======== Records

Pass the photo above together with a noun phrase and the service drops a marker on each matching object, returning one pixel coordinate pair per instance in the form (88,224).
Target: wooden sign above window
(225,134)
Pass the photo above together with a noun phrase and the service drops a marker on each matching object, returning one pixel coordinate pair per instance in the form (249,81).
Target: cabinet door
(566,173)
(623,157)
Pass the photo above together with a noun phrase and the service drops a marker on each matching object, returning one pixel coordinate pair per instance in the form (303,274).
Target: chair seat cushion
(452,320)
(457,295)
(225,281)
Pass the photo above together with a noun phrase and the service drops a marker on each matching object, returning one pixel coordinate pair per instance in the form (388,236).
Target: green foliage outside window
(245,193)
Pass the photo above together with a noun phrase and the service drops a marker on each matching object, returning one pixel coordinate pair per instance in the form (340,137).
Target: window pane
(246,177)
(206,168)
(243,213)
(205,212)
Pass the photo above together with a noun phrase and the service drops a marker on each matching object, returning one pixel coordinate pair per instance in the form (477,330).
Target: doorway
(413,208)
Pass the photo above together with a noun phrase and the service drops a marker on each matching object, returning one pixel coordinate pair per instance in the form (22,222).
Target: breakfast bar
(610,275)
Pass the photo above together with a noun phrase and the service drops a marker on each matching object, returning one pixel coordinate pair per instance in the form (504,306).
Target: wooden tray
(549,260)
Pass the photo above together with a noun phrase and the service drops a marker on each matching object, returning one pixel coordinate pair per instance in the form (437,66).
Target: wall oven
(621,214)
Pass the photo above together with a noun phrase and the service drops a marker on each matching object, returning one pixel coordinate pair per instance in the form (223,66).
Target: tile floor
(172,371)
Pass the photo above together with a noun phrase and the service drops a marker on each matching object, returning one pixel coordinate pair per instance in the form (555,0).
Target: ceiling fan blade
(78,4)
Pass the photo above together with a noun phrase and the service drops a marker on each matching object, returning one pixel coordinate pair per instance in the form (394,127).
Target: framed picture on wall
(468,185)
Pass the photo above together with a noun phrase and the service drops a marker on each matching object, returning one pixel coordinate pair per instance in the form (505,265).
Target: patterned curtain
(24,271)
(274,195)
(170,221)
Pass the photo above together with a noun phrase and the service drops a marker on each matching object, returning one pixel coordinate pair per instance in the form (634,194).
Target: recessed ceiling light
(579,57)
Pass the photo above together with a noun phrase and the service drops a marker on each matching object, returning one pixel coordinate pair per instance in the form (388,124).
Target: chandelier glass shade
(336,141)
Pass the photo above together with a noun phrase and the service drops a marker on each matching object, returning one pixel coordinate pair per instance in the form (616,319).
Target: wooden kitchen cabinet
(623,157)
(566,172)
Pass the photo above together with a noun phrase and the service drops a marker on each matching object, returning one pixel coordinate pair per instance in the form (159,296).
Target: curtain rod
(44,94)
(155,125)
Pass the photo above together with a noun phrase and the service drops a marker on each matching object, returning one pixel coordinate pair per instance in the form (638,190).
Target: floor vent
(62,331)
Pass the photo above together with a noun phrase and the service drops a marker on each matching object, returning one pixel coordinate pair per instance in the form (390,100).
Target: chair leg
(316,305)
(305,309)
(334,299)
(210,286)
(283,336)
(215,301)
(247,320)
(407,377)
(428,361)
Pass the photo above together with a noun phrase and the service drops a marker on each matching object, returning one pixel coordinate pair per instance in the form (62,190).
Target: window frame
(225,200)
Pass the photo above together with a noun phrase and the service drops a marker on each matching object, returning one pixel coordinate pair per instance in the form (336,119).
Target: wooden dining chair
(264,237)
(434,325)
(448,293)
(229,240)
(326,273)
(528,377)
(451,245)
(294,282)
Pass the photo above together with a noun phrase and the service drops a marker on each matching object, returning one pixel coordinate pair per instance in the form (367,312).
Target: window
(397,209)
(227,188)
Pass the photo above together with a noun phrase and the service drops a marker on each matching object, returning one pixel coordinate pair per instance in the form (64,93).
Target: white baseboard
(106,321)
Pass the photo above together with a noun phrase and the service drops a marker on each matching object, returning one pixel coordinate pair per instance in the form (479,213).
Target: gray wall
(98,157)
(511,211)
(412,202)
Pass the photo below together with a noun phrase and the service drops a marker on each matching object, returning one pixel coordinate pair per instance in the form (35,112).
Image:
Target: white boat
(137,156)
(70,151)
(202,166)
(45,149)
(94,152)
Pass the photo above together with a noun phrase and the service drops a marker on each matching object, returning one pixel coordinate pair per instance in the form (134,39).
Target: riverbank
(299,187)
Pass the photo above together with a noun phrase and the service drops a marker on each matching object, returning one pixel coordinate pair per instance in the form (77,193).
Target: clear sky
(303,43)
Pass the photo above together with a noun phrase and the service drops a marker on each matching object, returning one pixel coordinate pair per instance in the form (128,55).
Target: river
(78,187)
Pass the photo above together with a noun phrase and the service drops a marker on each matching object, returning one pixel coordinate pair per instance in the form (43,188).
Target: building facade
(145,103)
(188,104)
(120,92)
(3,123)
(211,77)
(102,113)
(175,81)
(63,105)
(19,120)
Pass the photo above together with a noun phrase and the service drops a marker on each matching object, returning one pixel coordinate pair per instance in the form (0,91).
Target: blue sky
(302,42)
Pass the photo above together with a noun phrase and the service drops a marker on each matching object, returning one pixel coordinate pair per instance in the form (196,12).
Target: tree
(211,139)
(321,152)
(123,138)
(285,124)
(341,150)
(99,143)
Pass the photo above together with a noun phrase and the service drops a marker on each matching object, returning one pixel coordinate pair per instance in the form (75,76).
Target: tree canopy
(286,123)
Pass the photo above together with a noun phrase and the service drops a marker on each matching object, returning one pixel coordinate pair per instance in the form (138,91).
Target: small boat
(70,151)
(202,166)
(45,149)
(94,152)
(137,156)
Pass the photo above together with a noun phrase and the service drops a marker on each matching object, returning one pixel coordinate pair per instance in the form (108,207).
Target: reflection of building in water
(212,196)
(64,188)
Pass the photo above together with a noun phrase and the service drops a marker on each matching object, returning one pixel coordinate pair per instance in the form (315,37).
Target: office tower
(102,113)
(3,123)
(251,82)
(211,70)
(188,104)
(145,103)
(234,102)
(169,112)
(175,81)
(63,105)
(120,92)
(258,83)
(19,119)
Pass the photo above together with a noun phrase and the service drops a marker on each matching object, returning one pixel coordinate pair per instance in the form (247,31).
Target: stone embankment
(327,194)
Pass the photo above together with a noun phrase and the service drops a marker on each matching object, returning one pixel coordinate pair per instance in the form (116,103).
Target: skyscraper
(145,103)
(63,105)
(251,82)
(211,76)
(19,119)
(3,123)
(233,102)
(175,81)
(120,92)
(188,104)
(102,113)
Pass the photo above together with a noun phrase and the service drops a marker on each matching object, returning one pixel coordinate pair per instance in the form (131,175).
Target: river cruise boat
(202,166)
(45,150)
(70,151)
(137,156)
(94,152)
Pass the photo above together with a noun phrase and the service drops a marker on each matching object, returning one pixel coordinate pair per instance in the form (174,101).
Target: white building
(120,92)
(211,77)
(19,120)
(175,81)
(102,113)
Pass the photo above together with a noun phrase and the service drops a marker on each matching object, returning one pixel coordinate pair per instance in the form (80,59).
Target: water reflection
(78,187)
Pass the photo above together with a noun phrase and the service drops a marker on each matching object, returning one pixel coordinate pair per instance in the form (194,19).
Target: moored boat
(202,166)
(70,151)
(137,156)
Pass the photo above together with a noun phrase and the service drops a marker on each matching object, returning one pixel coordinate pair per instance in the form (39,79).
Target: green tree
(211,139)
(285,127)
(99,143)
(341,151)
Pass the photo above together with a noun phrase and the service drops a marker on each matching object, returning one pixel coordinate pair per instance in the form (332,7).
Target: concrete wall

================

→ **Task prompt**: Send back all of the entries exactly, with nothing missing.

→ **Response area**:
Pass the photo above together with a noun phrase and the service drops a marker on each matching object, returning one pixel coordinate pair per instance in the form (88,224).
Target: wooden sign above window
(225,134)
Pass the photo above together with a noun phrase and the service drops a marker on each matching object, returning one pixel coordinate pair per instance in the form (249,81).
Target: cabinet door
(566,173)
(623,157)
Pass the photo above together with a noun phrase and the service drops a marker on each matching object, returning one pixel coordinate pair per instance in the form (303,274).
Target: chair seat cushion
(452,320)
(457,295)
(225,281)
Pass the photo above together with a noun phrase and the service drops a marker on each matching object, returning one pixel coordinate pair per instance in the form (388,236).
Target: green foliage outside window
(245,193)
Pass the photo above together with a noun phrase and the service drops a marker on each matching object, returning one pixel coordinate pair per instance in the form (340,137).
Target: window pane
(246,177)
(206,168)
(243,213)
(205,212)
Pass the photo above together with a noun phrase and the service drops a marker on each matching object, returning one pixel coordinate pair per instance in the form (477,330).
Target: doorway
(413,208)
Pass the photo above together with a noun phrase and the service drops a marker on each matching object, returning one pixel coordinate pair per instance in the form (22,222).
Target: breakfast bar
(610,275)
Pass the photo above together with a noun phrase and the service drops a marker on each matching object, returning one pixel coordinate pair per instance in the form (504,306).
Target: wooden tray
(549,260)
Pass the photo above together with a noun phrase and the service drops a marker on each matching object, returning one pixel coordinate pair per instance in the form (437,66).
Target: wall oven
(621,214)
Pass the photo above together with a noun phrase and the service drops a marker on each matching object, returning one pixel coordinate pair per instance in the form (223,66).
Target: tile floor
(172,371)
Pass the photo above together with a noun phrase and the service drops a marker on each matching object, returning one pixel coordinate pair per instance in the form (555,0).
Target: ceiling fan blade
(78,4)
Pass the photo above together with a noun phrase and the service drops a marker on each matching object, returning one pixel coordinate pair per instance in the form (394,127).
Target: framed picture on wall
(468,185)
Pass the photo above together with a noun phrase and the service drops a marker on each matching object, returning one pixel coordinate pair per instance in the form (505,265).
Target: patterned curtain
(24,271)
(274,195)
(170,221)
Pass the photo above together with a noun phrase and the service drops a marker on each matching object, returning one pixel coordinate pair per instance in the form (634,194).
Target: recessed ceiling light
(579,57)
Pass the photo above together with a noun phrase and the service drops a marker on each matching object, returning one pixel coordinate pair per instance in the form (388,124).
Target: chandelier glass shade
(336,141)
Pass the photo above together with a noun phrase and the service drops a marker on each matching object, returning one pixel coordinate pair per instance in the form (616,319).
Target: wooden kitchen cabinet
(623,157)
(566,172)
Pass the photo above together with a noun phrase and the service drops a marker on each matching object, returning one pixel coordinate pair per instance in the form (159,296).
Target: curtain rod
(44,94)
(155,125)
Pass the photo above together with a noun phrase and the service drops a marker on each matching object, returning one pixel coordinate pair per instance in the form (638,190).
Target: floor vent
(62,331)
Pass the photo above together with a noun phrase and the service drops a marker on each matching object, returning one pixel coordinate pair per instance in the form (390,100).
Target: chair leg
(316,305)
(305,309)
(334,299)
(210,286)
(283,336)
(215,301)
(247,320)
(407,377)
(428,361)
Pass the photo above together with a noun phrase and the service drops a marker on each matching object, returning one pixel coordinate pair per instance in the form (62,190).
Target: window frame
(225,200)
Pass the photo above together with a noun phrase and the service drops a marker on each matching object, returning one pixel coordinate pair per instance in the form (336,119).
Target: wooden dining chair
(264,237)
(434,325)
(448,293)
(229,240)
(326,273)
(528,377)
(451,245)
(294,282)
Pass the photo above together with a noun phrase and the service drops a marker on each matching object, returning one pixel coordinate pair per instance in the form (367,312).
Target: window
(397,209)
(227,188)
Pass the photo above together with a noun phrase and the service drops a marker on each matching object, returning one pixel coordinate pair per instance in the form (64,93).
Target: white baseboard
(106,321)
Pass the photo above together with a noun phrase and the service drops a marker on each matching object, returning one pixel coordinate pair per instance in the form (479,213).
Target: gray wall
(98,157)
(511,211)
(412,202)
Pass the photo below together with a noun phrase and the service drops a marker on each matching object, returning one pixel coordinate pair per instance in the form (35,112).
Image:
Target: white boat
(137,156)
(70,151)
(202,166)
(45,149)
(94,152)
Pass the photo above together with a noun phrase and the service drops a marker on each matching object, returning one pixel coordinate pair per instance in the form (134,39).
Target: riverbank
(299,187)
Pass the photo above together with a noun phrase and the service drops a marker on each matching object, returning one pixel coordinate pair per instance in the form (77,193).
Target: clear sky
(303,43)
Pass the photo above together with a noun phrase and the service drops a marker on each matching object, returning one pixel coordinate pair per instance in the form (128,55).
Target: river
(78,187)
Pass the photo above together with a noun phrase and the service drops a marker on each matching object, returning one pixel coordinate pair per instance in the form (43,188).
Target: building facade
(145,103)
(188,104)
(120,92)
(3,123)
(211,77)
(102,113)
(175,81)
(63,105)
(19,120)
Pass the photo above together with a noun phrase and the service drops a marker on each matching object, returning one pixel coordinate pair per instance in the form (0,91).
Target: blue sky
(302,42)
Pass the photo above together with a noun phrase and the service drops a marker on each matching object, returning one pixel coordinate pair per instance in the form (196,12).
Target: tree
(211,139)
(321,152)
(123,138)
(285,124)
(341,150)
(99,143)
Pass the photo above together with a noun phrase and the service drops a marker on each matching object, returning one pixel coordinate pair per instance in the form (75,76).
Target: tree canopy
(286,123)
Pass the photo above together with a noun phrase and the service drops a marker on each matching object, returning one pixel coordinate pair per instance in the form (138,91).
Target: small boat
(70,151)
(202,166)
(45,149)
(94,152)
(137,156)
Pass the photo above together with a noun phrase and the service drops a marker on each matching object, returning one pixel coordinate pair per instance in the form (108,207).
Target: reflection of building in water
(212,196)
(64,188)
Pass the photo above together with a noun phrase and the service drops a marker on each matching object, returning one pixel coordinate pair per instance in the form (315,37).
Target: office tower
(102,113)
(3,123)
(251,82)
(211,70)
(188,104)
(145,103)
(234,102)
(169,112)
(175,81)
(63,105)
(120,92)
(258,83)
(19,119)
Pass the photo above together with a noun phrase and the service drops a marker on each matching object, returning one pixel coordinate pair per instance in the form (247,31).
Target: stone embankment
(327,194)
Pass the photo above together with a noun phrase and the service drops a marker on each matching object, returning one pixel coordinate pair per instance in the form (116,103).
Target: skyscraper
(145,103)
(63,105)
(251,82)
(211,76)
(19,119)
(3,123)
(233,102)
(175,81)
(120,92)
(188,104)
(102,113)
Pass the photo above together with a noun phrase and the service drops a marker on each matching object, returning one pixel coordinate pair per instance in the form (131,175).
Target: river cruise boat
(202,166)
(45,150)
(70,151)
(137,156)
(94,152)
Pass the photo above together with a noun phrase and the service drops a marker on each matching object, returning one pixel coordinate pair per instance in the form (174,101).
Target: white building
(120,92)
(211,77)
(19,120)
(175,81)
(102,113)
Pass the photo above together with a noun phrase and the service drops a marker on each matching object, returning one pixel coordinate pair per instance in the form (80,59).
Target: water reflection
(78,187)
Pass the photo above together with a noun phrase and the service drops a marker on each matching object, returning one pixel coordinate pair per instance in the form (194,19).
Target: moored boat
(202,166)
(70,151)
(137,156)
Pass the photo above together with a noun phrase and the service drops a marker on each matching object, returning one pixel coordinate pair per instance in the form (39,79).
Target: green tree
(211,139)
(285,127)
(99,143)
(341,151)
Pass the photo above together with a noun phrase and the service drops a marker on each matching object, returning one pixel coordinate pair per instance in the form (332,7).
Target: concrete wall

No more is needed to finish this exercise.